(What is expected):
Answer these questions from the interview on unemployment statistics:
1. What unemployment rate did the BLS report after the September jobs numbers?
2. What reason does the BLS give for not publishing its consistent estimate for August?
3. To what size was the drop in the November 2011 unemployment rate revised once placed on a consistent basis?

(Passage shown):
═══

The Gold Report: John, as Mark Twain famously quipped, "There are three kinds of lies: lies, damned lies and statistics." The Bureau of Labor Statistics (BLS) just came out with new jobs numbers that show the country added 114,000 jobs since September and the unemployment rate dropped to 7.8%, down from 8.1% in August. On Shadowstats.com, you argue that the numbers are wrong and pointed to politics as a possible reason for the incorrect figures. Are unemployment statistics being manipulated and if so how?

John Williams: I normally put out a commentary on the numbers, and, in this one, I raised the possibility of politics as a factor. The problem is very serious misreporting of the numbers and the result is what appears to be a bogus unemployment rate. The BLS reported a drop in the unemployment rate from 8.1% to 7.8%, three-tenths of a percentage point, which runs counter to what is being experienced in the marketplace.

What few people realize is that the headline unemployment rate is calculated each month using a unique set of seasonal adjustments. The August unemployment rate, which was 8.1%, was calculated using what BLS calls a "concurrent seasonal factor adjustment." Each month the agency recalculates the series to adjust for regular seasonal patterns tied to the school year or holiday shopping season or whatever is considered relevant. The next month, it does the same thing using another set of seasonal factors. Rather than publish a number that's consistent with the prior month's estimate, it recalculates everything, including the previous month, but it doesn't publish the revised number from the previous month.

The assumption is that the monthly recalculations don't make much difference over time, but they do. The depth and the protraction of the current severe economic downturn have thrown off the annual seasonal-factor adjustments. The result is very volatile seasonal factors month-to-month. That means the new calculations for the September number may have resulted in a very significant revision to the August number. Again, though, the BLS doesn't publish that, so the headline August-to-September 2012 change in the unemployment rate is not consistent and not comparable. Last December, when the BLS put the seasonal adjustments on a consistent basis for the year, as it does once per year, the November 2011 unemployment rate had just been reported as showing four-tenths of a percentage point dropan unusually large monthly decline that never took place. When revised to a consistent basis, the drop in headline November unemployment revised to two-tenths of a percent. That is a big change. I think something like that happened here.

The BLS knows what the actual number is. It has an actual estimate for August, which is consistent with September, but it doesn't publish it because it says it "doesn't want to confuse data users." But it is putting out numbers that have no meaning month-to-month. One month before the election and a month after Federal Reserve Chairman Ben Bernanke announced Quantitative Easing (QE) 3, is not a time to have inaccurate numbers. The BLS should publish the consistent numbers now.

TGR: You have said that BLS has been using this recalculation method for years. Do you feel that this month the numbers were more skewed than usual because of the political timing?

JW: Because there is no transparency in the calculation and reporting process, it leaves open the possibility of manipulation. What has happened here, though, is that in the wake of the economic collapse, the seasonal factors have been heavily distorted and are not stable on a month-to-month basis. Where the concept originally might not have made that much of a difference, it does make a big difference now. I suspect that is why we woke up to such a screwy unemployment rate this time around.

═══

(Available data):

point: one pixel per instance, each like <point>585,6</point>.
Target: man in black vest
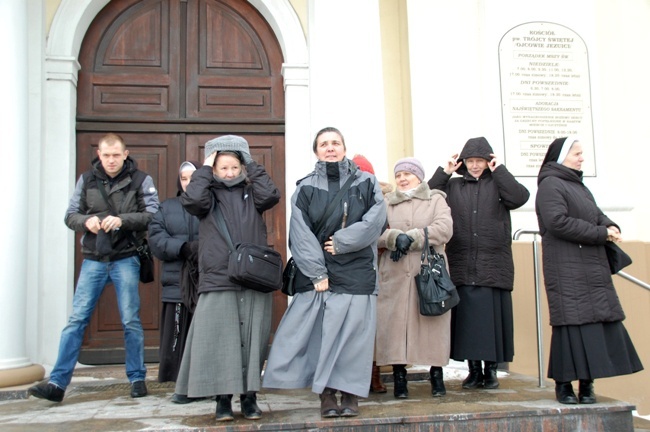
<point>112,220</point>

═══

(Output below):
1. 7.8%, down from 8.1% in August.
2. It says it "doesn't want to confuse data users."
3. Two-tenths of a percent.